= The problem =
Could you write out the records below exactly, without omitting a line?

^^^^^^^^

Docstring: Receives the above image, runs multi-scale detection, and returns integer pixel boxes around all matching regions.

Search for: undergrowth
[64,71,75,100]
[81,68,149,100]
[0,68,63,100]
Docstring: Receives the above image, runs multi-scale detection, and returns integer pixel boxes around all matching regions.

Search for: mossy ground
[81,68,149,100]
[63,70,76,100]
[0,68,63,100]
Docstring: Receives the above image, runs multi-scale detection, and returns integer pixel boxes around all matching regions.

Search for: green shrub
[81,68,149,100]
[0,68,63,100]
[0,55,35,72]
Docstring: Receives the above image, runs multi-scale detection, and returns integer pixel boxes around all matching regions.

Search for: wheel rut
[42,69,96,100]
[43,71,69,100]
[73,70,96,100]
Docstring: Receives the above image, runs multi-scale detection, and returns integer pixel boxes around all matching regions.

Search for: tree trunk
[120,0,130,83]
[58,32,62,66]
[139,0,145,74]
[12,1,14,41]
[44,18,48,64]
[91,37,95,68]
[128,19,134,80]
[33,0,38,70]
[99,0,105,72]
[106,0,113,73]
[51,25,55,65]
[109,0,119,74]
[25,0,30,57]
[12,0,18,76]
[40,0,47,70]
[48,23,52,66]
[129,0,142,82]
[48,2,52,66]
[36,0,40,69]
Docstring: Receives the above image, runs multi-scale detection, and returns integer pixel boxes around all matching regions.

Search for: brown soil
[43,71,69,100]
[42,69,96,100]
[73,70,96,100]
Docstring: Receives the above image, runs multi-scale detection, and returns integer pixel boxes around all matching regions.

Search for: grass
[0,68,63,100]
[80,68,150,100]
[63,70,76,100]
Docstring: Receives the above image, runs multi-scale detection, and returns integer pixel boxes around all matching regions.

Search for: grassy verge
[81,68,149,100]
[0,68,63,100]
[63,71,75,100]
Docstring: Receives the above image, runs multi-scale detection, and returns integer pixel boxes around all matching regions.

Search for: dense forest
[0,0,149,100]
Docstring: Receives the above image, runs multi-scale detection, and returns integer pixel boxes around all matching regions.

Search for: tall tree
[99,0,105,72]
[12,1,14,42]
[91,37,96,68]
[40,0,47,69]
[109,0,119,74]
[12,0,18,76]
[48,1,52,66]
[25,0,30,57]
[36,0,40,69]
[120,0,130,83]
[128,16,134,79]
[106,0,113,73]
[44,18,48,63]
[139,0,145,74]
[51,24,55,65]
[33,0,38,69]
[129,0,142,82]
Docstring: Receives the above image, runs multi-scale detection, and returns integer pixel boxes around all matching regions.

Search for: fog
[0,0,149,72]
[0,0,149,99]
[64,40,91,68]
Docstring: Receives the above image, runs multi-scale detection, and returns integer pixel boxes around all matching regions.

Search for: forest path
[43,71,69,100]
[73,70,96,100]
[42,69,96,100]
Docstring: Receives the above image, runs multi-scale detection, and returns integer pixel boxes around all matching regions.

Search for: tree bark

^^^^^^^^

= Answer to this task =
Docstring: Receives the above image, runs multi-scale detection, and returns integer pixel boxes around all matching regions.

Search for: undergrowth
[64,71,75,100]
[81,68,149,100]
[0,68,63,100]
Docstring: Receives the above image, runs multi-scale detection, and returns integer pixel boxes around all matching regions.

Search for: mossy ground
[81,68,149,100]
[63,70,76,100]
[0,68,63,100]
Docstring: Receives the above image, runs multi-scale detection, and returns integer pixel boxes around all matching regions.

Search for: green shrub
[81,68,149,100]
[0,68,63,100]
[0,55,35,72]
Docstring: Receives the above image, runs multi-scale detection, and returns integer pixel boxes around all matching regions.

Search for: wheel rut
[42,69,96,100]
[43,71,69,100]
[73,70,96,100]
Docstring: Receives the above image, runs multi-scale detection, and returns integer pixel boxes around all matching regions.

Search for: tree trunk
[120,0,130,83]
[58,32,62,66]
[139,0,145,74]
[12,1,14,41]
[44,18,48,64]
[91,37,95,68]
[128,19,134,80]
[33,0,38,70]
[99,0,105,72]
[106,0,113,73]
[51,25,55,65]
[109,0,119,74]
[25,0,30,57]
[12,0,18,76]
[40,0,47,70]
[48,23,52,66]
[129,0,142,82]
[48,2,52,66]
[36,0,40,69]
Docstring: Receives the above image, runs multi-scale detection, and returns integer pixel boxes around all matching regions.

Search for: brown soil
[43,71,69,100]
[42,69,96,100]
[73,70,96,100]
Docstring: Receives the above image, runs multi-scale detection, and returns integer pixel boxes around all matching regions.

Search for: grass
[0,68,63,100]
[80,68,150,100]
[63,70,76,100]
Docstring: Receives the above image, runs multi-scale detection, and returns integer pixel boxes around all matching regions.

Search for: grassy verge
[81,68,149,100]
[0,68,63,100]
[63,71,75,100]
Docstring: Receives the above image, runs multi-scale detection, and returns integer pixel boxes around all matching regions.

Search for: dense forest
[0,0,149,100]
Docstring: Receives the above image, runs multi-scale detection, and returns integer pixel boxes around all matching regions.

Search for: tall tree
[99,0,105,72]
[12,1,14,42]
[91,37,96,68]
[40,0,47,69]
[109,0,119,74]
[12,0,18,76]
[48,1,52,66]
[25,0,30,57]
[36,0,40,69]
[120,0,130,83]
[128,16,134,79]
[106,0,113,73]
[44,18,48,63]
[139,0,145,74]
[51,24,55,65]
[33,0,38,69]
[129,0,142,82]
Docstring: Receives the above image, runs multi-scale detection, and returns integer pixel boxes around all matching regions.

Search for: fog
[0,0,149,72]
[0,0,149,99]
[64,40,91,68]
Docstring: Receives the above image, runs multi-scale detection, and returns integer pixel boxes around all matching regions.

Search for: forest path
[43,71,69,100]
[73,70,96,100]
[42,69,96,100]
Docstring: Receives the above image, runs multi-scale detection, and returns integer pixel boxes around all matching regions.

Search for: tree bark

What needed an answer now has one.